**EXTRACT TO READ**
>> Start
Title: Bringing in the bucks in the day light
Post by: xtrema312 on November 09, 2010, 12:20:00 PM
So how do you do it?  I am thinking about doctoring some active scrapes with some doe estrous scent.  I have not messed with this much.  I am going to hunt hard four days at the end of the week and into our gun opener.  If I spray a scrape down each day on the way in to my stands in the morning can I get them to start to look around in the day light by the end of my hunt or should I start doing it now if I can get over there before that?
Title: Re: Bringing in the bucks in the day light
Post by: doug77 on November 09, 2010, 12:25:00 PM
Best thing is to hunt all day thats best the best for me.

doug77
Title: Re: Bringing in the bucks in the day light
Post by: xtrema312 on November 09, 2010, 12:34:00 PM
My problem is they come in two hours after dark and are gone two hours before light with most of the big guys hitting the area at midnight.  I need to motivate them to come in when there is shooting light.
>> End
**WHAT THIS EXERCISE ASKS**
A – In the hunting thread, what does the first poster plan to put on the active scrapes?
B – Write out the hunting thread from "Title: Bringing in" to "there before that?".

[Object location annotation data]
>> Start
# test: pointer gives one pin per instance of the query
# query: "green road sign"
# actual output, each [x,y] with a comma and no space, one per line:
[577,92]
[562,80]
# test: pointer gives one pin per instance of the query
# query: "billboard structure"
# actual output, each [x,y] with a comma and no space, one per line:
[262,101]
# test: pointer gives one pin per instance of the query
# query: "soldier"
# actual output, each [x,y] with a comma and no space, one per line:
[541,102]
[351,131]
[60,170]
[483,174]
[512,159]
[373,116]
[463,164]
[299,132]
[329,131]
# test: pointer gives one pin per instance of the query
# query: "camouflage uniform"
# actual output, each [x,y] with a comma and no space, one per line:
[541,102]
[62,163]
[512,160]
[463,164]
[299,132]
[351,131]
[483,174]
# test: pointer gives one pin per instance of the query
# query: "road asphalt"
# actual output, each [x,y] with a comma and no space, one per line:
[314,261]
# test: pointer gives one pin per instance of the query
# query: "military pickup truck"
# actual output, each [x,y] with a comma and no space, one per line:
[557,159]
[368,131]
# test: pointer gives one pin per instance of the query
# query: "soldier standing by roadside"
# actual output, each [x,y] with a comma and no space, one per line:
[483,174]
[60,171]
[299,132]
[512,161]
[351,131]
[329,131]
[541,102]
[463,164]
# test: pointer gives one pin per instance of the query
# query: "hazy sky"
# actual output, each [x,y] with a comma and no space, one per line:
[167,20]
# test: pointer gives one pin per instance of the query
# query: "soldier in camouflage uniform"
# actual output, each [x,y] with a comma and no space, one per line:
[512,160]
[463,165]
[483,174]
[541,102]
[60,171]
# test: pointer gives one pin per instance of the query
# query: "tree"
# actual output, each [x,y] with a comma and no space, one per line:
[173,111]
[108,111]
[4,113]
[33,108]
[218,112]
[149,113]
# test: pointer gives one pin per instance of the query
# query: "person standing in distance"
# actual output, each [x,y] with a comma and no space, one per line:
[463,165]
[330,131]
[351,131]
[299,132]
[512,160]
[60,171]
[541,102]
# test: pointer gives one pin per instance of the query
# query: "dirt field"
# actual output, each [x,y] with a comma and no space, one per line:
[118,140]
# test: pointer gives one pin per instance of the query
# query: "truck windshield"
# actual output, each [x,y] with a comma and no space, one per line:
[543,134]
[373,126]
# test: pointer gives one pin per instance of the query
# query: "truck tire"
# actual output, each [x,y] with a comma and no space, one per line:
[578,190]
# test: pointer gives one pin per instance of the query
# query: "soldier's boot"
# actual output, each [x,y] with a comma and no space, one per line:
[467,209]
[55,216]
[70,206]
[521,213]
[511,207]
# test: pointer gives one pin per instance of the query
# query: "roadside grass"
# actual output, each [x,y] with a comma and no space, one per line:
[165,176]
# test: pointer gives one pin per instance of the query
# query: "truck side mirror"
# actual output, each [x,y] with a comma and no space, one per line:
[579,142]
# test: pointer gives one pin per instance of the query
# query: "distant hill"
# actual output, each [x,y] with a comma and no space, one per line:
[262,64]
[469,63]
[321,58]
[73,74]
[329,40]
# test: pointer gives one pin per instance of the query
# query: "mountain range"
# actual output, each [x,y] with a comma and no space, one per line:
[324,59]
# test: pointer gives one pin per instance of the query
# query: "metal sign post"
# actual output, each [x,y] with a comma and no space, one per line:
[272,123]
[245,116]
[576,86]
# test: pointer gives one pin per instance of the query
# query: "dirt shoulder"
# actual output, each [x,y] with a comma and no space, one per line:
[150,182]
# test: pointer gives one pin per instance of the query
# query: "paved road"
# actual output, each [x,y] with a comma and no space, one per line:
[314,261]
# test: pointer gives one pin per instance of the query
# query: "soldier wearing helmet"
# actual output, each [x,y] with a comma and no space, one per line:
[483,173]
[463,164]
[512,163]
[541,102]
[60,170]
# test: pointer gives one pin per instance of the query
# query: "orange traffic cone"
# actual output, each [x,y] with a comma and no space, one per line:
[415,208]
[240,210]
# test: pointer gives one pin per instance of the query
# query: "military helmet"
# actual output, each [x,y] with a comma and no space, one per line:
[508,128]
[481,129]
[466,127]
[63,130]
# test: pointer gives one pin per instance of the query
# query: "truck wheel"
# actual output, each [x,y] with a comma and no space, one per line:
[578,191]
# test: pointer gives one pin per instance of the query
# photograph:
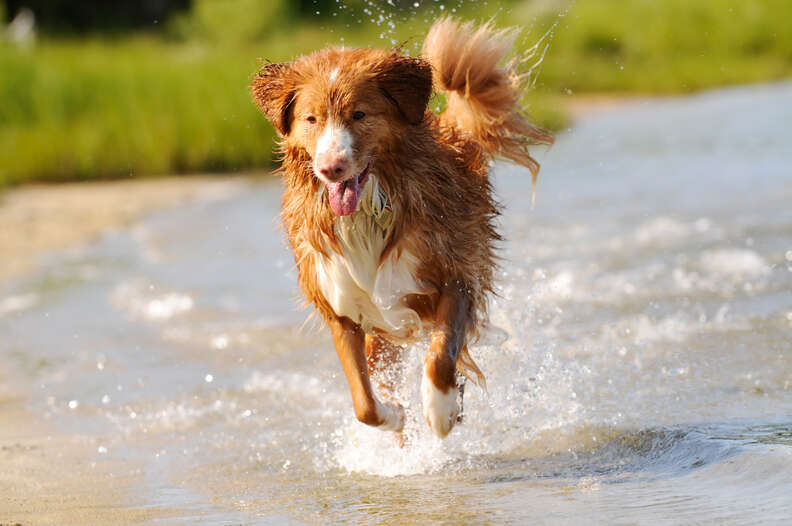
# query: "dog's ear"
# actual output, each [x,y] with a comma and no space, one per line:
[274,89]
[407,83]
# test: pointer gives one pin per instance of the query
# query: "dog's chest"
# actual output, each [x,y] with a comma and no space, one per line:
[358,287]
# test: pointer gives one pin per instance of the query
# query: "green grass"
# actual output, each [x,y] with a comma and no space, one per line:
[178,101]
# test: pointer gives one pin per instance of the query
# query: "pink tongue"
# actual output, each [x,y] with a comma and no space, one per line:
[344,196]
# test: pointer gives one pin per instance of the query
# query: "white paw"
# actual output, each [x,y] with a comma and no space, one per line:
[440,409]
[392,416]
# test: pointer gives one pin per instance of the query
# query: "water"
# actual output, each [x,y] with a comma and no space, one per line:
[638,357]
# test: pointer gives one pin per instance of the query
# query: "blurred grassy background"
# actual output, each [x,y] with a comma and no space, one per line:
[109,100]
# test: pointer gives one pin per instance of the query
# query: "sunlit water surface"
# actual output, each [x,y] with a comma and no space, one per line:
[638,357]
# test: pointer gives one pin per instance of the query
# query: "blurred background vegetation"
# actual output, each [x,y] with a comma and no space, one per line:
[96,89]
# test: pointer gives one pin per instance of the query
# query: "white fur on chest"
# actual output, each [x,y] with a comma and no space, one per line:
[357,286]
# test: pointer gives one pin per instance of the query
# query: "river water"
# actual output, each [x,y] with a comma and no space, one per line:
[638,358]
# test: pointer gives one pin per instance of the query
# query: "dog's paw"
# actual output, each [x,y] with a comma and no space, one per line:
[440,409]
[392,417]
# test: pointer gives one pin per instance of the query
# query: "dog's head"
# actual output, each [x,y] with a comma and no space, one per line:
[343,107]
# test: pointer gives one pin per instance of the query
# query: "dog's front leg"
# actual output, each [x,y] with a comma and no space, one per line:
[438,387]
[350,345]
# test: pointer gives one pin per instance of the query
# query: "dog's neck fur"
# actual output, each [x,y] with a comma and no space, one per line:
[358,282]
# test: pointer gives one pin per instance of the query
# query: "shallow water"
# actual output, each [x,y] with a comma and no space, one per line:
[639,355]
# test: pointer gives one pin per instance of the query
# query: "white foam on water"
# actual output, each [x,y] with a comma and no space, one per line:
[733,263]
[145,300]
[532,403]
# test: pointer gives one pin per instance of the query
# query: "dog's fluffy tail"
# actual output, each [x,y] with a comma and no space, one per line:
[483,95]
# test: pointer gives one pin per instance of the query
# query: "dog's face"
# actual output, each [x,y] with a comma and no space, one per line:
[343,108]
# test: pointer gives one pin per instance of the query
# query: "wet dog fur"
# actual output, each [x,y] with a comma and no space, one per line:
[388,207]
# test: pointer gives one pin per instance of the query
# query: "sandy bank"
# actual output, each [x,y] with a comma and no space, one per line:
[38,219]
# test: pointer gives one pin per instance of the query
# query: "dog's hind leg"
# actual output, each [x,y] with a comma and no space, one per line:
[439,387]
[349,341]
>> End
**RESPONSES TO THE TASKS**
A – Doe estrous scent.

B –
Title: Bringing in the bucks in the day light
Post by: xtrema312 on November 09, 2010, 12:20:00 PM
So how do you do it?  I am thinking about doctoring some active scrapes with some doe estrous scent.  I have not messed with this much.  I am going to hunt hard four days at the end of the week and into our gun opener.  If I spray a scrape down each day on the way in to my stands in the morning can I get them to start to look around in the day light by the end of my hunt or should I start doing it now if I can get over there before that?